Also, who snooping around their windows directory wouldn't be suspicious of something named 'Winl0g0n.exe' -- I mean, come on.
My new slogan: Stop The FUD
Why is it that every time there is YET ANOTHER dumb Microsoft security problem report the astroturfers start whining about Slashdot bias and that all OS's have security problems?
First of all, Slashdot is NOT a general interest news site like CNN.com. Slashdot is a special interest news publication with a well-known editorial slant. Complaining about Slashdot's bias is like complaining that Mother Jones is biased against conservatives, that the National Review is biased against liberals or the newsletter of the NRA is biased against gun control. These publications, like Slashdot and many, many others have an audience that EXPECTS an editorial position. If you don't like it, LEAVE. Get your news from ZDnet or CNet, both of which at least pretend to a more objective picture.

_GOAL OF THE EXERCISE_
List every news outlet or publication named in the text above about Slashdot bias.

_STUDY MATERIAL_
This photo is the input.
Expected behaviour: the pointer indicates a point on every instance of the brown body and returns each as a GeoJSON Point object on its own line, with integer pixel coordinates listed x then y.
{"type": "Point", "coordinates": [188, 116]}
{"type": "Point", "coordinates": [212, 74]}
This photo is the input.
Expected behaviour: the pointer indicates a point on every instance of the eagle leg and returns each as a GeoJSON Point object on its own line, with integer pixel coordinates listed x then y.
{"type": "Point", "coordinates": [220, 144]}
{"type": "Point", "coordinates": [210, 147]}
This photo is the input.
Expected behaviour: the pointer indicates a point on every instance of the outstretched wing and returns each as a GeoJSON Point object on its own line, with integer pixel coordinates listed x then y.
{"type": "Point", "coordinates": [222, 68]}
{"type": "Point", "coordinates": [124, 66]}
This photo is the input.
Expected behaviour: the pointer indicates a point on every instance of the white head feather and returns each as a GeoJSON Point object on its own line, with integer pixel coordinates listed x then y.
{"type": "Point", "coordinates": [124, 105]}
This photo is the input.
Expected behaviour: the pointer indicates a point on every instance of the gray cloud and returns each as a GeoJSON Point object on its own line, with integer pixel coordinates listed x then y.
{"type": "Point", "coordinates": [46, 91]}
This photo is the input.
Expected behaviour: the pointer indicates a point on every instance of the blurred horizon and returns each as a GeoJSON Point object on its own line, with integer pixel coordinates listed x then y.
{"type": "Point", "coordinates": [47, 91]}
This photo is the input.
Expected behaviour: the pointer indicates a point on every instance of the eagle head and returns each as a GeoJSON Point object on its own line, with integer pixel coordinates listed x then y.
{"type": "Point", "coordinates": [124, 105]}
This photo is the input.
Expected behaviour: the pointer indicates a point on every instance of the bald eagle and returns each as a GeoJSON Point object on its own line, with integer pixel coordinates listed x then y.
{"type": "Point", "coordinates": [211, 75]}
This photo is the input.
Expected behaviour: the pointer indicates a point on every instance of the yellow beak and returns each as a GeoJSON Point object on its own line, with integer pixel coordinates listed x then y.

_COMPLETED TASK_
Slashdot, CNN.com, Mother Jones, the National Review, the newsletter of the NRA, ZDnet, CNet